# TASK
Lay out every line of the entries below as a numbered list, omitting any blank lines.

─── INPUT RECORDS ───

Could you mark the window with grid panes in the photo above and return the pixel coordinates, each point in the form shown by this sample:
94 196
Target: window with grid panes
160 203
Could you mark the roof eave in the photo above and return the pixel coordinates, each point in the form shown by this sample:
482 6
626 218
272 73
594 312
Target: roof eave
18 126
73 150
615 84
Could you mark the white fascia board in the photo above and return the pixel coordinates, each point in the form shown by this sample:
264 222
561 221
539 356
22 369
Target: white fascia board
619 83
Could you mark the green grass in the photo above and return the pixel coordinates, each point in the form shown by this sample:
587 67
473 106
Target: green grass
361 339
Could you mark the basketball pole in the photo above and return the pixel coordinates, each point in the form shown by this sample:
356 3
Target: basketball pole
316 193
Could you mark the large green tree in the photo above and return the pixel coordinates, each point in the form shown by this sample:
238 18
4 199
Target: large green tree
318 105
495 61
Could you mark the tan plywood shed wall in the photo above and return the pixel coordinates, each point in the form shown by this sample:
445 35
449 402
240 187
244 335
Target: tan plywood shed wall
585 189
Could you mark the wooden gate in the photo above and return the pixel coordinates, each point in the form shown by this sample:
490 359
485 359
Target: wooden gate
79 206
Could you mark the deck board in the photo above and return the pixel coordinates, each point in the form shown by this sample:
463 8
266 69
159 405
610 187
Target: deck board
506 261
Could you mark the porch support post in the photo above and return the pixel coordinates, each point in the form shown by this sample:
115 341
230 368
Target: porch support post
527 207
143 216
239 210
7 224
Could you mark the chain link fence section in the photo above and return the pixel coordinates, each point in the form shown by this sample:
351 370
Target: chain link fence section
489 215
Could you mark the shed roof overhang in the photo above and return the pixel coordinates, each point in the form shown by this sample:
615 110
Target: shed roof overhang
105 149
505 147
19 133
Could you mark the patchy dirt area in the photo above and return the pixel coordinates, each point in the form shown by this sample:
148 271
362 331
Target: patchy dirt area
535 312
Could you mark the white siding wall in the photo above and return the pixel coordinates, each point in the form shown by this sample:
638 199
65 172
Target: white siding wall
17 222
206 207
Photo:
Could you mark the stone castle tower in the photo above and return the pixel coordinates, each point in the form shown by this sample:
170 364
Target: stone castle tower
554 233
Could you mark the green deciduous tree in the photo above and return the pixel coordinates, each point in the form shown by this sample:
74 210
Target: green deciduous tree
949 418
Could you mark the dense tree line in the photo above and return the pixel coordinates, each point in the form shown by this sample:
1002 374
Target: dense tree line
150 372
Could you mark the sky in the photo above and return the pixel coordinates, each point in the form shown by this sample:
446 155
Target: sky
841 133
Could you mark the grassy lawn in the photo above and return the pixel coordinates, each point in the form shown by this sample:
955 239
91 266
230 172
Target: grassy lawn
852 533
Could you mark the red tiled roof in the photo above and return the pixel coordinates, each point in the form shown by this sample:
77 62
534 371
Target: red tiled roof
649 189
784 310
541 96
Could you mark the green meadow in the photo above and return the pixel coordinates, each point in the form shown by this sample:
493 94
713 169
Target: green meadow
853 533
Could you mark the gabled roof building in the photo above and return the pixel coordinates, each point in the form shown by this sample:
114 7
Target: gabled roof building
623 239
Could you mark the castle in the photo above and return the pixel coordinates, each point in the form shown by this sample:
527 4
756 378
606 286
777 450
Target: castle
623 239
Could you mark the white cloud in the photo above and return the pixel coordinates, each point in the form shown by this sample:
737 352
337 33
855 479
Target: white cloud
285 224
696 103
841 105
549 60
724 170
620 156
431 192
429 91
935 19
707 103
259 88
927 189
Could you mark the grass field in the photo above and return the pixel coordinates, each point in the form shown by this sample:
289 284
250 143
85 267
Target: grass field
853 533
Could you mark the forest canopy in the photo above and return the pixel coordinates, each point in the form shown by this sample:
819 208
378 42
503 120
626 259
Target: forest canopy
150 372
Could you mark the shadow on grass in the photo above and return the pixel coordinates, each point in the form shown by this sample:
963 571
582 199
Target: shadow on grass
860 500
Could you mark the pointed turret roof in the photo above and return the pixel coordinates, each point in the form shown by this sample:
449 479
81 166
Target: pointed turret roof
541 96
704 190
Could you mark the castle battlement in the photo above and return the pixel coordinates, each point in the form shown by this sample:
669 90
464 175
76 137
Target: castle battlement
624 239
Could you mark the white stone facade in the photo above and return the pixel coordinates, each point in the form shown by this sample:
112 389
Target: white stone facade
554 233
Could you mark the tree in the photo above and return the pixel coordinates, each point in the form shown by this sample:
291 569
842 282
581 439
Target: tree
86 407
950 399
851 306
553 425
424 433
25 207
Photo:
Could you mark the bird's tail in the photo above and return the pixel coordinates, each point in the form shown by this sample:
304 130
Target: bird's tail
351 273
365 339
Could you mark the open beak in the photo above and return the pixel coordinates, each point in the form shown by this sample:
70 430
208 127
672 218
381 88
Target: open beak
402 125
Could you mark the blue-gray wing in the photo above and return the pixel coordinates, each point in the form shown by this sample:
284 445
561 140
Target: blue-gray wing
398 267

───

# SOLVED PROBLEM
1. Could you mark the window with grid panes in the photo above and return the pixel coordinates, each point in the form shown by this sample:
2. 94 196
3. Target: window with grid panes
4. 160 203
5. Could you mark the roof eave in the photo above and return the pixel coordinates, each point in the form shown by this sample:
6. 482 6
7. 626 218
8. 272 73
9. 594 312
10. Target: roof eave
11. 18 126
12. 73 150
13. 615 84
14. Could you mark the white fascia board in the photo above and return the pixel coordinates, each point in the form shown by this sample:
15. 264 222
16. 561 221
17. 539 356
18. 22 369
19. Target: white fascia board
20. 619 83
21. Could you mark the green grass in the photo above and return the pixel coordinates, each point in the form shown by this sample:
22. 587 67
23. 473 106
24. Target: green grass
25. 361 339
26. Could you mark the basketball pole in the photo above and return the pixel coordinates, each point in the form shown by this sample:
27. 356 3
28. Target: basketball pole
29. 316 193
30. Could you mark the large green tree in the photo above and return the pixel coordinates, each point in the form shown by this sample:
31. 238 18
32. 4 199
33. Target: large green tree
34. 318 105
35. 495 61
36. Could you mark the tan plywood shed wall in the photo above and return the pixel coordinates, each point in the form shown by this sample:
37. 445 35
38. 449 402
39. 240 187
40. 244 335
41. Target: tan plywood shed wall
42. 585 189
43. Could you mark the wooden gate in the photo above and return the pixel coordinates, each point in the form shown by this sample:
44. 490 359
45. 485 359
46. Target: wooden gate
47. 79 206
48. Could you mark the deck board in the photo above and return the pixel coordinates, each point in the form shown by this sample:
49. 463 8
50. 266 69
51. 159 405
52. 610 187
53. Target: deck board
54. 506 261
55. Could you mark the porch support post in the photo above and return the pixel coordinates, each point in the form shown by this sample:
56. 115 341
57. 230 368
58. Target: porch support post
59. 527 207
60. 143 216
61. 239 210
62. 7 224
63. Could you mark the chain link fence section in the photo above and return the pixel coordinates, each point in the form shown by this sample:
64. 351 370
65. Target: chain link fence section
66. 489 215
67. Could you mark the shed roof overhang in the photo above and return the pixel coordinates, each point in the form shown by this sample:
68. 615 110
69. Target: shed roof overhang
70. 105 149
71. 505 147
72. 19 133
73. Could you mark the patchy dirt area in the photo above and return the pixel coordinates, each point in the form shown by this sample:
74. 148 271
75. 362 331
76. Target: patchy dirt area
77. 535 312
78. Could you mark the white siding wall in the photo above and return the pixel coordinates, each point in the form shown by this sample:
79. 638 199
80. 65 172
81. Target: white siding wall
82. 17 222
83. 206 207
84. Photo:
85. Could you mark the stone castle tower in the photo above and return the pixel coordinates, each point in the form shown by this sample:
86. 170 364
87. Target: stone castle tower
88. 554 233
89. Could you mark the green deciduous tree in the photo above and return the pixel coordinates, each point in the form shown by this sample:
90. 74 210
91. Target: green deciduous tree
92. 949 418
93. Could you mark the dense tree line in the photo above and return the pixel coordinates, each point in the form shown by this sample:
94. 1002 374
95. Target: dense tree line
96. 150 372
97. Could you mark the sky in the photo above and return the pixel coordinates, each point in the form shown by this sample:
98. 446 155
99. Target: sky
100. 841 133
101. Could you mark the grassy lawn in the photo above and return the pixel coordinates, each point in the form shown by this sample:
102. 955 239
103. 91 266
104. 230 172
105. Target: grassy lawn
106. 852 533
107. Could you mark the red tiled roof in the photo above and return the pixel coordinates, each point in the form shown by this sample:
108. 77 62
109. 534 371
110. Target: red tiled roof
111. 649 189
112. 784 310
113. 541 96
114. Could you mark the green meadow in the photo above and return the pixel coordinates, each point in the form shown by this sample:
115. 493 94
116. 713 169
117. Target: green meadow
118. 853 533
119. Could you mark the gabled roof building in the photo above and return the pixel coordinates, each point in the form shown by this sample:
120. 114 7
121. Target: gabled roof building
122. 623 239
123. Could you mark the castle in the photo above and return the pixel coordinates, each point in the form shown by this sample:
124. 527 4
125. 756 378
126. 606 286
127. 777 450
128. Target: castle
129. 623 239
130. Could you mark the white cloud in the photo above and return the pixel coordinates, each point in the form shown by this sample:
131. 737 352
132. 337 33
133. 855 479
134. Target: white cloud
135. 285 224
136. 696 103
137. 841 105
138. 549 60
139. 724 170
140. 620 156
141. 431 192
142. 429 91
143. 935 19
144. 707 103
145. 259 88
146. 927 189
147. Could you mark the grass field in the photo above and return the pixel coordinates, each point in the form shown by this sample:
148. 289 284
149. 250 143
150. 85 267
151. Target: grass field
152. 853 533
153. Could you mark the forest canopy in the photo above and return the pixel coordinates, each point in the form shown by this sample:
154. 819 208
155. 378 42
156. 503 120
157. 626 259
158. Target: forest canopy
159. 150 372
160. Could you mark the shadow on grass in the photo above and return the pixel coordinates, each point in the form shown by this sample:
161. 963 571
162. 582 199
163. Target: shadow on grass
164. 860 500
165. Could you mark the pointed turret roof in the photo above and return the pixel coordinates, each point in the form shown by this sample:
166. 449 479
167. 81 166
168. Target: pointed turret roof
169. 541 96
170. 704 190
171. Could you mark the castle battlement in the photo above and return the pixel coordinates, each point in the form shown by this sample:
172. 669 90
173. 464 175
174. 76 137
175. Target: castle battlement
176. 624 239
177. Could you mark the white stone facade in the photo above and return the pixel coordinates, each point in the form shown by this sample:
178. 112 389
179. Target: white stone facade
180. 554 233
181. Could you mark the tree in the photo above and return the pixel coordinates, each point in the form shown by this sample:
182. 291 569
183. 842 282
184. 581 439
185. Target: tree
186. 86 407
187. 950 399
188. 851 306
189. 553 425
190. 424 433
191. 25 207
192. Photo:
193. Could you mark the bird's tail in the photo above and return the pixel coordinates, each point in the form shown by this sample:
194. 304 130
195. Target: bird's tail
196. 351 273
197. 365 339
198. Could you mark the open beak in the photo above and return the pixel coordinates, each point in the form shown by this sample:
199. 70 430
200. 208 127
201. 672 218
202. 381 88
203. Target: open beak
204. 402 125
205. Could you mark the blue-gray wing in the photo above and return the pixel coordinates, each point in the form shown by this sample:
206. 284 445
207. 561 140
208. Target: blue-gray wing
209. 398 267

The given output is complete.